Extracted material
BEGIN

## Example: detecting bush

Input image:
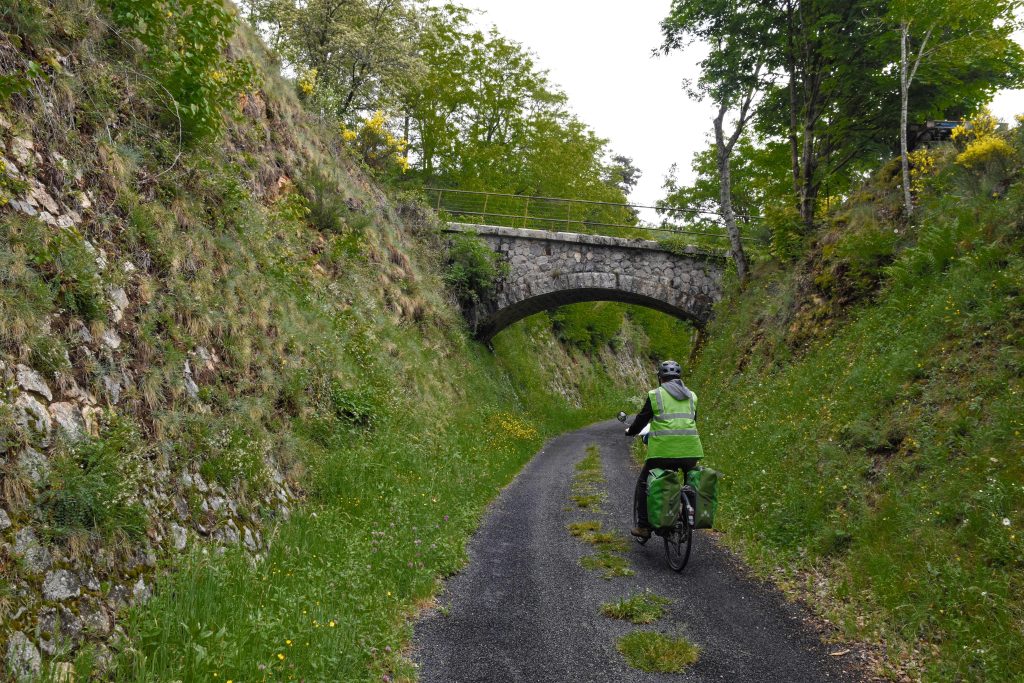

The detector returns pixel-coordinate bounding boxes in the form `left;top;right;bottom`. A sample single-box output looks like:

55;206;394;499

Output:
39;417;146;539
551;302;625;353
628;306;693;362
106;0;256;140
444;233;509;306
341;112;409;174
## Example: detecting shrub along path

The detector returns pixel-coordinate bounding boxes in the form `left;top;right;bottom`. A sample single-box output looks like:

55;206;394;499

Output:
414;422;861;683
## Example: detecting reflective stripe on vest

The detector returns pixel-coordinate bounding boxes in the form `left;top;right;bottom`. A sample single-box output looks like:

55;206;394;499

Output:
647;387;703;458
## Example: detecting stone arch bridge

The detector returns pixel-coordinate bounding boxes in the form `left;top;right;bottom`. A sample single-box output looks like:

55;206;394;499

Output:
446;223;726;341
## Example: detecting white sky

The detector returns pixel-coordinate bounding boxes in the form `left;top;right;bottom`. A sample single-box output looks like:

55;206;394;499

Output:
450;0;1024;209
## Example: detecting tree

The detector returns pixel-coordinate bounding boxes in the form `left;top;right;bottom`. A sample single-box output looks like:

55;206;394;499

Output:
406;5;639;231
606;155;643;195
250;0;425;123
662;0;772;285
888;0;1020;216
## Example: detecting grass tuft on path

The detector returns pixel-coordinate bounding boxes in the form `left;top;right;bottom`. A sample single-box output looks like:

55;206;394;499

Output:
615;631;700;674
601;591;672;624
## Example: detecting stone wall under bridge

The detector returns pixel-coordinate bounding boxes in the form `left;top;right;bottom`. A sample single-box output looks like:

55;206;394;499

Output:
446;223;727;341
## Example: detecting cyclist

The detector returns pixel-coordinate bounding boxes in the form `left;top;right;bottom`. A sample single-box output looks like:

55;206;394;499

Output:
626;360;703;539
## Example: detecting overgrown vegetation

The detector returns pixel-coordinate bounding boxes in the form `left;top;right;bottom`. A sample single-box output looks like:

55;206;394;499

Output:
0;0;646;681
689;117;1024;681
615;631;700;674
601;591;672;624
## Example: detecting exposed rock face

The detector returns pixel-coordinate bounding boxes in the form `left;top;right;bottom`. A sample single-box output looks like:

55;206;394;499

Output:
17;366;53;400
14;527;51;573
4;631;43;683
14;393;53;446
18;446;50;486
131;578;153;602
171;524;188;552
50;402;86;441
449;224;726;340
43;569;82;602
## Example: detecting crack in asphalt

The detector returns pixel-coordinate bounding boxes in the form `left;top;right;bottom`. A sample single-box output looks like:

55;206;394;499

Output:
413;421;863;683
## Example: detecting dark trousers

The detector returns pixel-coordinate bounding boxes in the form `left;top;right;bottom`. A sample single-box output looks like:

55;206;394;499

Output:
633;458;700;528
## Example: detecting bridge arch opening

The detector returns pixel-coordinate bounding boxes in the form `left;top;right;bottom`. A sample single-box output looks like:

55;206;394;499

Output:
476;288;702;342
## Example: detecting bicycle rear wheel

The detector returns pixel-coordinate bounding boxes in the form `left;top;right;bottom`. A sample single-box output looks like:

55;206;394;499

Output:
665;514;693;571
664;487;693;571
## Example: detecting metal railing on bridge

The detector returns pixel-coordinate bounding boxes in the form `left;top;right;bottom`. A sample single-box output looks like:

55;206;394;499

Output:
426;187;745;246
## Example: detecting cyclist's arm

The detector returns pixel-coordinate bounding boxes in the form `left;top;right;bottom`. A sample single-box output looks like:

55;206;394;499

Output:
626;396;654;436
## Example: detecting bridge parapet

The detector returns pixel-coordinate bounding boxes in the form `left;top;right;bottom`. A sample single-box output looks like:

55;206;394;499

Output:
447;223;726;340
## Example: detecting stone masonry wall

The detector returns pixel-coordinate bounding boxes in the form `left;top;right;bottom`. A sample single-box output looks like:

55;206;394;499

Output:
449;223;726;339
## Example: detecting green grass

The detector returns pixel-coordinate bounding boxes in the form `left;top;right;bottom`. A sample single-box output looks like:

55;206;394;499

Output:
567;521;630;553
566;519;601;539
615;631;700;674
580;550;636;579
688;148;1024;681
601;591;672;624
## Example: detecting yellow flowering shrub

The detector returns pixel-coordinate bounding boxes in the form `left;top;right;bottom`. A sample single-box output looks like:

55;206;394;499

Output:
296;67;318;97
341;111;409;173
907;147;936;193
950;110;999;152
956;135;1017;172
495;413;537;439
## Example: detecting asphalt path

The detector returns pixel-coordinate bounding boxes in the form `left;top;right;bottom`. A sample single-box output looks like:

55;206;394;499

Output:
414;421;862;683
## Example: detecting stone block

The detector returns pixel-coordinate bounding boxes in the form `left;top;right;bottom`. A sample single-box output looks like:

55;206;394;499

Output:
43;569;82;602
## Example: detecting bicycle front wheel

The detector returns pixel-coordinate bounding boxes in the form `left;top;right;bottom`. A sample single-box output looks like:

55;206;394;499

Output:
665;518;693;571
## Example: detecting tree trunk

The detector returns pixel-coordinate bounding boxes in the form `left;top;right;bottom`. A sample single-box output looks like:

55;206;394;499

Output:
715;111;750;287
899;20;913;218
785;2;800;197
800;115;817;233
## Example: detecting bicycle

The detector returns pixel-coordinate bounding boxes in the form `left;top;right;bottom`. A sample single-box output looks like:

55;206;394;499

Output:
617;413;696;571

END
BEGIN

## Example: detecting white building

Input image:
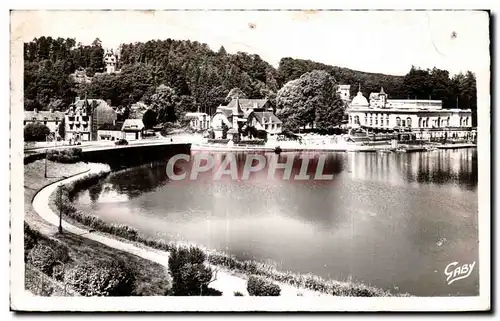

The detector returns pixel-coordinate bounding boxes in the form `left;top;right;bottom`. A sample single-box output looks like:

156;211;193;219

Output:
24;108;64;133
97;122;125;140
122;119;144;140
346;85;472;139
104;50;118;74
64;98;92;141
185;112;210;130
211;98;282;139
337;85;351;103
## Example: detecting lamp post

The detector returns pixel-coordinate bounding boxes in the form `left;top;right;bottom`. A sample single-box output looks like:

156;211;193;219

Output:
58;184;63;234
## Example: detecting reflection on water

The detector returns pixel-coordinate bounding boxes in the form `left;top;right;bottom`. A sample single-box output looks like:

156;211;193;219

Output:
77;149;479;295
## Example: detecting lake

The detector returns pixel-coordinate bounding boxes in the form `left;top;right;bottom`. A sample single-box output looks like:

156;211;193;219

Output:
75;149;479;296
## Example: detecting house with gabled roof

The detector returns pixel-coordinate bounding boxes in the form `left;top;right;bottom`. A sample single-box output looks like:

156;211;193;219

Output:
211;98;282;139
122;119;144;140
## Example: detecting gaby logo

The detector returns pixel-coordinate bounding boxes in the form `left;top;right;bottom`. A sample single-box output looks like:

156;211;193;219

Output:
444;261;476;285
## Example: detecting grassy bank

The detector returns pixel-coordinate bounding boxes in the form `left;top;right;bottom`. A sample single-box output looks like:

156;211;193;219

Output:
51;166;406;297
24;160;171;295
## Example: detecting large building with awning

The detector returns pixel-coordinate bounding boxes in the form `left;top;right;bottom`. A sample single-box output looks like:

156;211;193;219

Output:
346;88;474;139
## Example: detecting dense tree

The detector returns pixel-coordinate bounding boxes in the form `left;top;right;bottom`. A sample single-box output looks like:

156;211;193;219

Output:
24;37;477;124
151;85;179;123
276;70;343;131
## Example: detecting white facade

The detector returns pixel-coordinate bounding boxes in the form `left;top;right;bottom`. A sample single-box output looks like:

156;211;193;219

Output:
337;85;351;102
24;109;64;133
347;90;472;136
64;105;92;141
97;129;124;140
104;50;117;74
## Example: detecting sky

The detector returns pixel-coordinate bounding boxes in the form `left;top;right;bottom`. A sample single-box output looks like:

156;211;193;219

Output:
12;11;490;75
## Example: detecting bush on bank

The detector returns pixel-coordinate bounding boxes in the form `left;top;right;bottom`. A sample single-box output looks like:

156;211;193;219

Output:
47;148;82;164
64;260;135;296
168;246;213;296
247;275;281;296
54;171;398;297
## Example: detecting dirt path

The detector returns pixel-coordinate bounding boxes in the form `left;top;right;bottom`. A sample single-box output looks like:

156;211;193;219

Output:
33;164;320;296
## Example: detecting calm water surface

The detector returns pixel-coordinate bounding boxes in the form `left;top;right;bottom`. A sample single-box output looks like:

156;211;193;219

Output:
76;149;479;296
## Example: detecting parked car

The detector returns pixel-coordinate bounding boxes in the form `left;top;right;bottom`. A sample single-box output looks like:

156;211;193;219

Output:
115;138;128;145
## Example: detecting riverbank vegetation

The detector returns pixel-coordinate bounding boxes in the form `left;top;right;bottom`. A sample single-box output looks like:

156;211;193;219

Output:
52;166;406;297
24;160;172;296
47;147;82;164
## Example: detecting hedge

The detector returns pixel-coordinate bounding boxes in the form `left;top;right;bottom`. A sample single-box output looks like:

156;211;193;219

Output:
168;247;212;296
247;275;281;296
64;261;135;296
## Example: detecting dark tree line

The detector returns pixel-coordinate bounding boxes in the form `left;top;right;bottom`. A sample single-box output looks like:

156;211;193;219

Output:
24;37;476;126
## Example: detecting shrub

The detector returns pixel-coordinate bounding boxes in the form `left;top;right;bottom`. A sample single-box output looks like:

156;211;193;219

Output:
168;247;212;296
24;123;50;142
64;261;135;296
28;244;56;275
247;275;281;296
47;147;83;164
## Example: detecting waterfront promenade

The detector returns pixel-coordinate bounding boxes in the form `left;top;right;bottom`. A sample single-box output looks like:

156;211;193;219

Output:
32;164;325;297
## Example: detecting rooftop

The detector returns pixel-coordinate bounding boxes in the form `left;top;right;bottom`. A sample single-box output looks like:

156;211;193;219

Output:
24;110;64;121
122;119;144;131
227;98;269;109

END
BEGIN

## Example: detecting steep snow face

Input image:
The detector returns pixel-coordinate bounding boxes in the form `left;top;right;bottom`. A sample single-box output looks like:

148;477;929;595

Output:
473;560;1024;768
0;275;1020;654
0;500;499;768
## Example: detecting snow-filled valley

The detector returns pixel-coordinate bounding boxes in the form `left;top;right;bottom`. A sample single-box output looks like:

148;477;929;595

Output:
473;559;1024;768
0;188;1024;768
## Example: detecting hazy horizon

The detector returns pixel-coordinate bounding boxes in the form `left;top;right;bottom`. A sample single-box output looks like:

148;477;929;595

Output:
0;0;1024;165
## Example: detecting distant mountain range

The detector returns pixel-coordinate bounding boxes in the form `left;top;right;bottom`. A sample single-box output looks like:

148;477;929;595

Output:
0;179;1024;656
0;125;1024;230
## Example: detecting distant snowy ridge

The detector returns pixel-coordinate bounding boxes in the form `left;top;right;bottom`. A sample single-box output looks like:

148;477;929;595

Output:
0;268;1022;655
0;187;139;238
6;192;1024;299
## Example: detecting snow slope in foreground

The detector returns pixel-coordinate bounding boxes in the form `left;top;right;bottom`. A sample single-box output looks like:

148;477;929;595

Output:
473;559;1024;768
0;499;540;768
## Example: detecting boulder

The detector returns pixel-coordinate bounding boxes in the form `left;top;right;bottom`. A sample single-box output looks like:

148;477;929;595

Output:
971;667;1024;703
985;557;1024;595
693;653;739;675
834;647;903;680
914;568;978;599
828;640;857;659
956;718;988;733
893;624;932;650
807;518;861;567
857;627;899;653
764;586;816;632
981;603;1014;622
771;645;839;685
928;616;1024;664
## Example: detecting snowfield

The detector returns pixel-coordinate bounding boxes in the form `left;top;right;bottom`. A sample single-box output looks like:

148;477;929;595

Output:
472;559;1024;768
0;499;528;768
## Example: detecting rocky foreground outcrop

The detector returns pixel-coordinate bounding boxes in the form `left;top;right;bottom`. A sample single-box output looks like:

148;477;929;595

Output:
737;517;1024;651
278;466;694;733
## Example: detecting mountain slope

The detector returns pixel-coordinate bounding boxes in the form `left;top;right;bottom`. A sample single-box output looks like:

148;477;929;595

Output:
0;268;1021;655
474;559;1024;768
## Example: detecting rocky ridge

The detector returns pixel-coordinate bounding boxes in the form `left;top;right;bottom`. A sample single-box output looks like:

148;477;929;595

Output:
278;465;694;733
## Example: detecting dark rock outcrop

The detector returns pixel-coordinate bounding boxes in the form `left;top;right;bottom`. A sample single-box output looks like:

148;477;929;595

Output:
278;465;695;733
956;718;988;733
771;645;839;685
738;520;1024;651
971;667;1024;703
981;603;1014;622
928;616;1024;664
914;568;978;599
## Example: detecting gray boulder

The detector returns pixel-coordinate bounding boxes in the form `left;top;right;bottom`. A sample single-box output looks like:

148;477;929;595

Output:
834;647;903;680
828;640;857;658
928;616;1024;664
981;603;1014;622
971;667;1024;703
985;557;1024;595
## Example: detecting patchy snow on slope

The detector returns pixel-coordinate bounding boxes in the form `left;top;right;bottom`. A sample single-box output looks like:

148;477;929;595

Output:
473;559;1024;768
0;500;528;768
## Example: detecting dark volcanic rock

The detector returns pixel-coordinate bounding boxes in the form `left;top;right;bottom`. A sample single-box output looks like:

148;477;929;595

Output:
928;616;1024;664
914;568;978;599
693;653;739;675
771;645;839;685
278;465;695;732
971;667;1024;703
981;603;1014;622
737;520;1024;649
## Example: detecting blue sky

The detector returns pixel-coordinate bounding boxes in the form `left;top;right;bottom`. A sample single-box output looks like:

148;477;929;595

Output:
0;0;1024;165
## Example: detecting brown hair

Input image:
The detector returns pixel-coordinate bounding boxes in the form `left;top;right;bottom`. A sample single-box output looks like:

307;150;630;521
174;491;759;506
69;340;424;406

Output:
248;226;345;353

END

Objective
Rewrite as a numbered list the lines from the line with "## Example: detecting riverbank vegetation" to the line with "24;37;476;126", including both, and leave out blank lines.

Final result
1. ## Example: detecting riverbank vegetation
2. The detector returns pixel-coordinate bounding boxes in the form `left;top;right;bottom`. A sample single-box output looks like:
3. 156;211;193;219
4. Output:
5. 52;166;406;297
6. 24;160;172;296
7. 47;147;82;164
8. ## Example: detecting hedge
9. The detector returns pixel-coordinate bounding boxes in the form `left;top;right;bottom`. A sample single-box output looks like:
10. 156;211;193;219
11. Output:
12. 168;247;212;296
13. 247;275;281;296
14. 64;261;135;296
15. ## Example: detecting dark tree line
16. The detector returns pixel-coordinate bounding boxes in the form `left;top;right;bottom`. A sample single-box output looks like:
17. 156;211;193;219
18. Output:
19. 24;37;476;126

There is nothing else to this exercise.